(Items listed in a dataset)
■ ■ ■ ■

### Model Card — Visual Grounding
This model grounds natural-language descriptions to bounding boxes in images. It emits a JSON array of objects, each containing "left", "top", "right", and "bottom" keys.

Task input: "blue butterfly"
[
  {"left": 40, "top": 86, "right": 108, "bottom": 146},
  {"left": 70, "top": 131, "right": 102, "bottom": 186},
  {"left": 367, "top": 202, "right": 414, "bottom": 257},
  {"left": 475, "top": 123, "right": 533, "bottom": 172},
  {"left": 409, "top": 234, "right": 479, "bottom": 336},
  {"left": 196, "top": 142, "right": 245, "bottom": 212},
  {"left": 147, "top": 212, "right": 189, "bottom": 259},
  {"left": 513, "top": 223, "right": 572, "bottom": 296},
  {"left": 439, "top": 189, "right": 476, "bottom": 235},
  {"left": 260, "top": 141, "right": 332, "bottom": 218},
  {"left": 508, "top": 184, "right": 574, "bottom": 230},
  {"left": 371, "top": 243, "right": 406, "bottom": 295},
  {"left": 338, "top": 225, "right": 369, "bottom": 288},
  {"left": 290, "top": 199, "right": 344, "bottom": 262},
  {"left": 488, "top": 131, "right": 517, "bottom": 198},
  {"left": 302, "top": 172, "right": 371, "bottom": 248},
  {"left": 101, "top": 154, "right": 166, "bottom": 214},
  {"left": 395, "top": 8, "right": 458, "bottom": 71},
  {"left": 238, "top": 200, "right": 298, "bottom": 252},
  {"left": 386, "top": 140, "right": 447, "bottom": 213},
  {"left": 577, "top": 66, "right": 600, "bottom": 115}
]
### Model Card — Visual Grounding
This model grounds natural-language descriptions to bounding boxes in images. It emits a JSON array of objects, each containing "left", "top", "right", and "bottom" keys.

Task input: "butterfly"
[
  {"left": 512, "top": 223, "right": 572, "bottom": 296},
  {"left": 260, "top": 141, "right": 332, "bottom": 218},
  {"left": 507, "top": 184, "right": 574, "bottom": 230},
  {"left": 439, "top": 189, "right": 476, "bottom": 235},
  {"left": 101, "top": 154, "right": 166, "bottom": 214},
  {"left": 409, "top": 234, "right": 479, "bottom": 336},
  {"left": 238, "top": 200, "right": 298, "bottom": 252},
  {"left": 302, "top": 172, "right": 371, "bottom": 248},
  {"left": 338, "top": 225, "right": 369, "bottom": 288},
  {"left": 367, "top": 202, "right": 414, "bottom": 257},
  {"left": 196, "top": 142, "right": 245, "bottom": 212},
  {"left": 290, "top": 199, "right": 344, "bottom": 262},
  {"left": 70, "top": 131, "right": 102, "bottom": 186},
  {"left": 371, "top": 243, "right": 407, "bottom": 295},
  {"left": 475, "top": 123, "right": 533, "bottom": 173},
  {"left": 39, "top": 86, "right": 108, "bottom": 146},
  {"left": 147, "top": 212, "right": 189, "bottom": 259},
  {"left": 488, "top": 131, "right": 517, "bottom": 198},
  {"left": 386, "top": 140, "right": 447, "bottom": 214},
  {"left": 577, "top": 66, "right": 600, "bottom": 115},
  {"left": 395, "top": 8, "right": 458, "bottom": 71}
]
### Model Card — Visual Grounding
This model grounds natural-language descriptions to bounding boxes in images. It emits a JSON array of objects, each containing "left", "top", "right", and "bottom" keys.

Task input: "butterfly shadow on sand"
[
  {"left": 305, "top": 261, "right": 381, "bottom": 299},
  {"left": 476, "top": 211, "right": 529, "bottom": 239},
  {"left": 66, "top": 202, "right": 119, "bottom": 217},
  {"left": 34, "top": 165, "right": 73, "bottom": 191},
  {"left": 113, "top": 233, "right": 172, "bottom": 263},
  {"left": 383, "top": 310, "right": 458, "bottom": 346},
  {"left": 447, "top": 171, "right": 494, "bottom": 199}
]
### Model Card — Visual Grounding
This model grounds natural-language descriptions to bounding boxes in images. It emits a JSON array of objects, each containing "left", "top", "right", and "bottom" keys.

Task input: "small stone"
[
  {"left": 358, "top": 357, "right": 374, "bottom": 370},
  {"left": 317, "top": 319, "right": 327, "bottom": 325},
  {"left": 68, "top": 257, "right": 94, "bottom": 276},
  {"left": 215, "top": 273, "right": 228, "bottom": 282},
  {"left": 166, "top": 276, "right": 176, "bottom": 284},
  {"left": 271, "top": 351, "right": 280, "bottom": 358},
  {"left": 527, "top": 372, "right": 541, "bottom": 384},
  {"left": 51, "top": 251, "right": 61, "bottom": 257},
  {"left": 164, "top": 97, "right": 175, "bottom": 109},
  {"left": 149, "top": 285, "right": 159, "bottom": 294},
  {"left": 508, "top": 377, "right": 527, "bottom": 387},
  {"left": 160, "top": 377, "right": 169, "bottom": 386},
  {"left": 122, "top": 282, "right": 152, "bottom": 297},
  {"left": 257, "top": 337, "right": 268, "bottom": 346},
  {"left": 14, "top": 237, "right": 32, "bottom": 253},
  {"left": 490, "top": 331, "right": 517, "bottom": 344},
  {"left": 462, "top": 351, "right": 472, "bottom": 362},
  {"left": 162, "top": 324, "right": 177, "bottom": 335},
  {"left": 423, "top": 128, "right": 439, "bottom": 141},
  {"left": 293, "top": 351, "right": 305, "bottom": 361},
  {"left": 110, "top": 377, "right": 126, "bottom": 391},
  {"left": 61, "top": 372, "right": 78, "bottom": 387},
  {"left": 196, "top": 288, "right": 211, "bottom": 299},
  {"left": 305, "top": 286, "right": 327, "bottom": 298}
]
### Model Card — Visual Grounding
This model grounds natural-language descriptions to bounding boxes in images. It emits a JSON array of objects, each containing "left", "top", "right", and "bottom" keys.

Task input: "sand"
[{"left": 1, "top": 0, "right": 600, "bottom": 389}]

■ ■ ■ ■

Each entry above must be printed exactly as written.

Task answer
### Model Card — Visual Grounding
This model grounds natural-language descriptions to bounding boxes in images. It emits a JSON array of objects, each containing "left", "top", "right", and "bottom" keys.

Task input: "blue butterfly"
[
  {"left": 40, "top": 86, "right": 108, "bottom": 146},
  {"left": 70, "top": 131, "right": 102, "bottom": 186},
  {"left": 367, "top": 202, "right": 414, "bottom": 257},
  {"left": 475, "top": 123, "right": 533, "bottom": 172},
  {"left": 409, "top": 234, "right": 479, "bottom": 336},
  {"left": 196, "top": 142, "right": 245, "bottom": 212},
  {"left": 147, "top": 212, "right": 189, "bottom": 259},
  {"left": 513, "top": 223, "right": 572, "bottom": 296},
  {"left": 439, "top": 189, "right": 476, "bottom": 235},
  {"left": 260, "top": 141, "right": 332, "bottom": 218},
  {"left": 508, "top": 184, "right": 574, "bottom": 230},
  {"left": 371, "top": 243, "right": 406, "bottom": 295},
  {"left": 338, "top": 225, "right": 369, "bottom": 288},
  {"left": 290, "top": 199, "right": 344, "bottom": 262},
  {"left": 488, "top": 131, "right": 517, "bottom": 198},
  {"left": 302, "top": 172, "right": 371, "bottom": 248},
  {"left": 101, "top": 154, "right": 166, "bottom": 214},
  {"left": 395, "top": 8, "right": 458, "bottom": 71},
  {"left": 238, "top": 200, "right": 298, "bottom": 252},
  {"left": 386, "top": 140, "right": 447, "bottom": 213},
  {"left": 577, "top": 66, "right": 600, "bottom": 115}
]
### Model Card — Visual Grounding
This model grounds natural-language descriptions to bounding boxes in images. It emits a JSON array of objects, each containing "left", "top", "right", and "bottom" keys.

Task input: "butterfly"
[
  {"left": 512, "top": 223, "right": 572, "bottom": 296},
  {"left": 260, "top": 141, "right": 332, "bottom": 218},
  {"left": 507, "top": 184, "right": 574, "bottom": 230},
  {"left": 439, "top": 189, "right": 476, "bottom": 235},
  {"left": 101, "top": 154, "right": 166, "bottom": 214},
  {"left": 409, "top": 234, "right": 479, "bottom": 336},
  {"left": 238, "top": 200, "right": 298, "bottom": 252},
  {"left": 302, "top": 172, "right": 371, "bottom": 248},
  {"left": 338, "top": 225, "right": 369, "bottom": 288},
  {"left": 367, "top": 202, "right": 414, "bottom": 257},
  {"left": 196, "top": 142, "right": 245, "bottom": 212},
  {"left": 290, "top": 199, "right": 344, "bottom": 262},
  {"left": 70, "top": 131, "right": 102, "bottom": 186},
  {"left": 371, "top": 243, "right": 407, "bottom": 295},
  {"left": 475, "top": 123, "right": 533, "bottom": 173},
  {"left": 39, "top": 86, "right": 108, "bottom": 146},
  {"left": 147, "top": 212, "right": 189, "bottom": 259},
  {"left": 488, "top": 131, "right": 517, "bottom": 198},
  {"left": 386, "top": 140, "right": 447, "bottom": 214},
  {"left": 577, "top": 66, "right": 600, "bottom": 115},
  {"left": 395, "top": 8, "right": 458, "bottom": 71}
]
### Model Card — Visual Grounding
This model grounds natural-language descriptions to bounding boxes in images. It emits a JSON array of objects, each containing "left", "top", "right", and "bottom" keys.

Task input: "butterfly shadow on sand"
[
  {"left": 305, "top": 261, "right": 381, "bottom": 299},
  {"left": 476, "top": 211, "right": 529, "bottom": 239},
  {"left": 66, "top": 202, "right": 119, "bottom": 217},
  {"left": 34, "top": 165, "right": 73, "bottom": 191},
  {"left": 113, "top": 233, "right": 172, "bottom": 263},
  {"left": 383, "top": 310, "right": 458, "bottom": 346},
  {"left": 447, "top": 171, "right": 494, "bottom": 199}
]
### Model Card — Visual Grounding
This model grounds natural-language descriptions to bounding boxes in images. It emits a JSON array of objects, each containing "left", "top", "right", and "bottom" keys.

Task input: "small stone"
[
  {"left": 358, "top": 357, "right": 374, "bottom": 370},
  {"left": 317, "top": 319, "right": 327, "bottom": 325},
  {"left": 68, "top": 257, "right": 94, "bottom": 276},
  {"left": 215, "top": 273, "right": 228, "bottom": 282},
  {"left": 166, "top": 276, "right": 176, "bottom": 284},
  {"left": 271, "top": 351, "right": 280, "bottom": 358},
  {"left": 527, "top": 372, "right": 541, "bottom": 384},
  {"left": 51, "top": 251, "right": 61, "bottom": 257},
  {"left": 164, "top": 97, "right": 175, "bottom": 109},
  {"left": 149, "top": 285, "right": 159, "bottom": 294},
  {"left": 508, "top": 377, "right": 527, "bottom": 387},
  {"left": 160, "top": 377, "right": 169, "bottom": 386},
  {"left": 122, "top": 282, "right": 152, "bottom": 297},
  {"left": 257, "top": 337, "right": 268, "bottom": 346},
  {"left": 14, "top": 237, "right": 32, "bottom": 253},
  {"left": 490, "top": 331, "right": 517, "bottom": 344},
  {"left": 462, "top": 351, "right": 472, "bottom": 362},
  {"left": 162, "top": 324, "right": 177, "bottom": 335},
  {"left": 423, "top": 128, "right": 439, "bottom": 141},
  {"left": 293, "top": 351, "right": 305, "bottom": 361},
  {"left": 110, "top": 377, "right": 126, "bottom": 391},
  {"left": 61, "top": 372, "right": 78, "bottom": 387},
  {"left": 196, "top": 288, "right": 211, "bottom": 299},
  {"left": 305, "top": 286, "right": 327, "bottom": 298}
]
### Model Card — Visual Grounding
This model grounds natural-language descriptions to bounding boxes in images. It emits a JSON array of objects, each containing "left", "top", "right", and "bottom" keys.

Task input: "sand"
[{"left": 1, "top": 0, "right": 600, "bottom": 389}]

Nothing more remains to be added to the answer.